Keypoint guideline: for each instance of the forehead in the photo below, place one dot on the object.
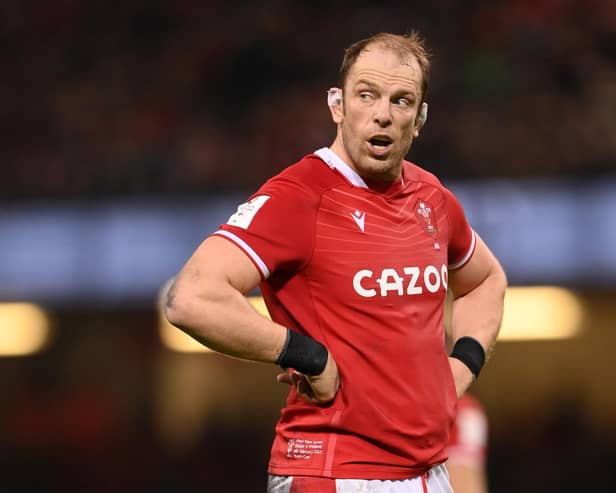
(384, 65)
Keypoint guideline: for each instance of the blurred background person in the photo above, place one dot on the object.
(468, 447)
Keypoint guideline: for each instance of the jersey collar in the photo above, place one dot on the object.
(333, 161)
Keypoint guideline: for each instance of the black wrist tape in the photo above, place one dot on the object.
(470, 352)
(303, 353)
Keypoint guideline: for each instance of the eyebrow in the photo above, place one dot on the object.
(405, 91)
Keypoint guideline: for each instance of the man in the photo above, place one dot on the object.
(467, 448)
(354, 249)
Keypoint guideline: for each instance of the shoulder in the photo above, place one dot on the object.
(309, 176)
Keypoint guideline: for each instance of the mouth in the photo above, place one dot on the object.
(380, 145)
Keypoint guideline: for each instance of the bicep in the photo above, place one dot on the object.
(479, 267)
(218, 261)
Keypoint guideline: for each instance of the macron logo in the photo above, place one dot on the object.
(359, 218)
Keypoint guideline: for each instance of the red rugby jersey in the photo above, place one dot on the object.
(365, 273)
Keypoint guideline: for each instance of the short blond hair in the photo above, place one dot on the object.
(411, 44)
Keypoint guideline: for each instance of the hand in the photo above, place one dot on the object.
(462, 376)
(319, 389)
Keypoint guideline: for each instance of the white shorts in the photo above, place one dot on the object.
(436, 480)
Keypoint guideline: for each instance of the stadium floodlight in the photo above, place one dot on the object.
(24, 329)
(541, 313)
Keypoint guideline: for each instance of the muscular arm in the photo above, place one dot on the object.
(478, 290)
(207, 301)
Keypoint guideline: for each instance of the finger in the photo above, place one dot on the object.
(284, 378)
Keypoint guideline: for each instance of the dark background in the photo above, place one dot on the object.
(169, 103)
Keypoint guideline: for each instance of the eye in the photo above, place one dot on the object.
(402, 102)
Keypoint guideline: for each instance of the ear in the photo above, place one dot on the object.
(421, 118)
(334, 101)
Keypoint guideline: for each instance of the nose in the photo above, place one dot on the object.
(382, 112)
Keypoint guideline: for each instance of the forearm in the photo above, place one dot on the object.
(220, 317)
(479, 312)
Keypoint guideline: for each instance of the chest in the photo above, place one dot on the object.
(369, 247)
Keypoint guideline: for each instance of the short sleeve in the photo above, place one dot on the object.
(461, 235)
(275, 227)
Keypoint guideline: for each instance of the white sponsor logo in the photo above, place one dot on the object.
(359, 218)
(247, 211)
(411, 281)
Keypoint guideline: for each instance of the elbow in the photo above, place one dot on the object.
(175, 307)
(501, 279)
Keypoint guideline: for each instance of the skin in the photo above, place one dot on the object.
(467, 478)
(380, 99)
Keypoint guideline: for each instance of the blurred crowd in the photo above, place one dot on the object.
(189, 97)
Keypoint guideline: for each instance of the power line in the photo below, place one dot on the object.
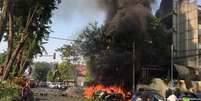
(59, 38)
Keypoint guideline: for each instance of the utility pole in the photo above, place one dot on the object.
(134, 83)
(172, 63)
--
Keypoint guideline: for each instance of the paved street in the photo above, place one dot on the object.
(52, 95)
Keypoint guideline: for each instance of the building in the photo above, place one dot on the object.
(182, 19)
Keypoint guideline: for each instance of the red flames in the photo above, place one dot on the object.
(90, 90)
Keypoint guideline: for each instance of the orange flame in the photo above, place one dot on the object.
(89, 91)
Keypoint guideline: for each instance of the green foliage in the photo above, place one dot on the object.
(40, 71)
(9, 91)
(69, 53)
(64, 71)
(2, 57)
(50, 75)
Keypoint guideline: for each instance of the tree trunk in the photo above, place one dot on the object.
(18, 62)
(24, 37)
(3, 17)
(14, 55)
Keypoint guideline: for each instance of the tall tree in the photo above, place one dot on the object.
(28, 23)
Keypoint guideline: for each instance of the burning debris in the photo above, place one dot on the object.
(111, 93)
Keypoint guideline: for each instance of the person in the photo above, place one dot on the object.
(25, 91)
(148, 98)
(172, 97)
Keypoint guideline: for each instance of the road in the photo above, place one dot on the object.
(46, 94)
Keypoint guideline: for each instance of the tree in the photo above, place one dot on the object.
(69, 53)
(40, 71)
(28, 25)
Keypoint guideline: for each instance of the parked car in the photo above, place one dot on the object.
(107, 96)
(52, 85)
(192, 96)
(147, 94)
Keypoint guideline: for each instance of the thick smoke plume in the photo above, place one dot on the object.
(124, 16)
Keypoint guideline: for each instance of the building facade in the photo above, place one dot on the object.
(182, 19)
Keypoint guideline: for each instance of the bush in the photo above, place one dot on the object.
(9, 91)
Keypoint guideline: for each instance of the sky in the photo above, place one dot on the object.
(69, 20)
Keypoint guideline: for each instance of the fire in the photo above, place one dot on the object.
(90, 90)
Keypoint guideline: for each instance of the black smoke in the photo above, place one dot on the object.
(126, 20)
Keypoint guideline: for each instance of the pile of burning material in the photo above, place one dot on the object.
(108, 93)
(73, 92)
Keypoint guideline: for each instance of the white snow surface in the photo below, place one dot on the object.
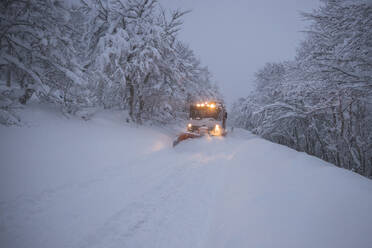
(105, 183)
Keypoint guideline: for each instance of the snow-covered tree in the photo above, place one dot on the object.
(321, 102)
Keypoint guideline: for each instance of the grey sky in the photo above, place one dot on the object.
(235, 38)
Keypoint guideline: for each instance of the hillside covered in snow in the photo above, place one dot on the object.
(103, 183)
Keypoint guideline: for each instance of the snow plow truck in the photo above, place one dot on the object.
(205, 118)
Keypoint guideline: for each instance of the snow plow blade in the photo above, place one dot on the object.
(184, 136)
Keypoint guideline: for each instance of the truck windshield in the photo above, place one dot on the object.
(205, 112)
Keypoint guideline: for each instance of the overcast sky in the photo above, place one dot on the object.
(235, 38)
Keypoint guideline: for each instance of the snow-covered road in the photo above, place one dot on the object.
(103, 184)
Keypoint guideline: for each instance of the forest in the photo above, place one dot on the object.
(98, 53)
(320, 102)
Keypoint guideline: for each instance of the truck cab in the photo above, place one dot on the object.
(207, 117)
---
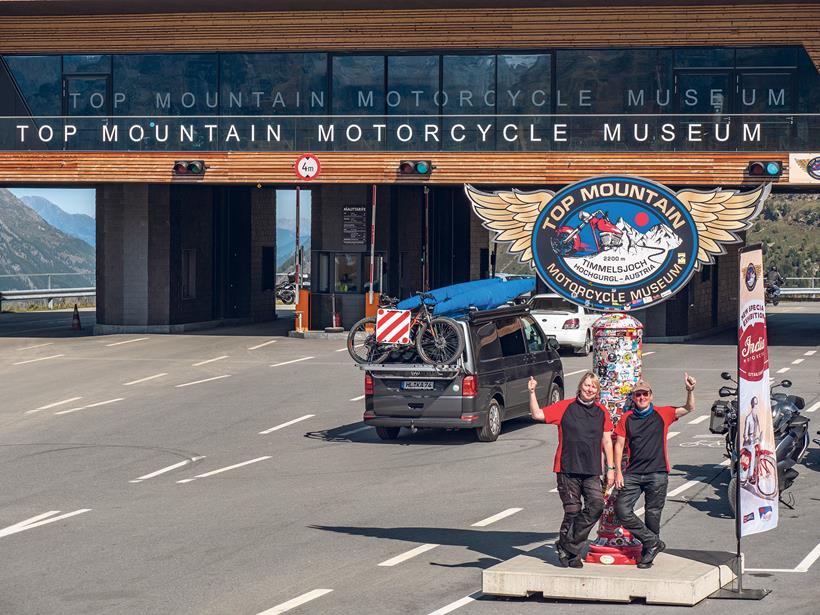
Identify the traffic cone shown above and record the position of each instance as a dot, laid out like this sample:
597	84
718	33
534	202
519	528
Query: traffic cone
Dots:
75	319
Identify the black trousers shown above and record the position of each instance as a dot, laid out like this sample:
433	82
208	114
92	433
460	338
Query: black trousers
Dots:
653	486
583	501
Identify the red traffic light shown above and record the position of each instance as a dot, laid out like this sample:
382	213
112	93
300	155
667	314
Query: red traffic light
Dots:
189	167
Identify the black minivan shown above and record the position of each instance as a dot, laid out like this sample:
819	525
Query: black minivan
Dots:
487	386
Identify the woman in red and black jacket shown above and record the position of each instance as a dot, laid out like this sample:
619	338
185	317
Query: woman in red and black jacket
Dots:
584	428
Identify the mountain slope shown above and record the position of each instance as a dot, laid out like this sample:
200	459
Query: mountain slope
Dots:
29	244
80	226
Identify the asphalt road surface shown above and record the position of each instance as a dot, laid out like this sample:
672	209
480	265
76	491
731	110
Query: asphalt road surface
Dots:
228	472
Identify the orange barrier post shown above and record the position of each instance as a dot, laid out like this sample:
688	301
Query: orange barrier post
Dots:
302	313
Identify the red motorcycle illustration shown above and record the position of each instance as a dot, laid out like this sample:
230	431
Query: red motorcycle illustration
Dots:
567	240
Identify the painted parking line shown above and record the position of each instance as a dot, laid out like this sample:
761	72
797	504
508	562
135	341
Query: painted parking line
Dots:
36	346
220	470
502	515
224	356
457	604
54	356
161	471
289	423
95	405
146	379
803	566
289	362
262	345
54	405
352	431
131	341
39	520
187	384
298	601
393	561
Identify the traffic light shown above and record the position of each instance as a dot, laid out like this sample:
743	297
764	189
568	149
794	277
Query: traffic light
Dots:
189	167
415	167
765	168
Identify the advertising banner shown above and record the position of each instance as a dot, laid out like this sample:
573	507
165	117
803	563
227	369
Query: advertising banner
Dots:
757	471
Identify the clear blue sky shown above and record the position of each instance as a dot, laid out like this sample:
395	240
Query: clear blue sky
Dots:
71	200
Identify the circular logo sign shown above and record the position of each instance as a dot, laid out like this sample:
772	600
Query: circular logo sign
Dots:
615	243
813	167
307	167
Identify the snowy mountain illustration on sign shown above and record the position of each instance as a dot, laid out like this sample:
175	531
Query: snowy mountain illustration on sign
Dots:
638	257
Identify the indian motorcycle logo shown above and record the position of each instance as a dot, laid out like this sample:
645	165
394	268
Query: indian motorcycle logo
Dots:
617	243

**TASK**
Copy out every line from the material above in which the word "illustration" appears.

**WRITTEN REPLY**
Identify the red motorcycle illustration shown above and record the position of each instance as a dot, laid out like this sample:
Query: red motorcycle illustration
Identify the snowy mountain illustration on sign shown above and record the position of each instance as a dot, laid out like this sample:
Query: snowy mountain illustration on sign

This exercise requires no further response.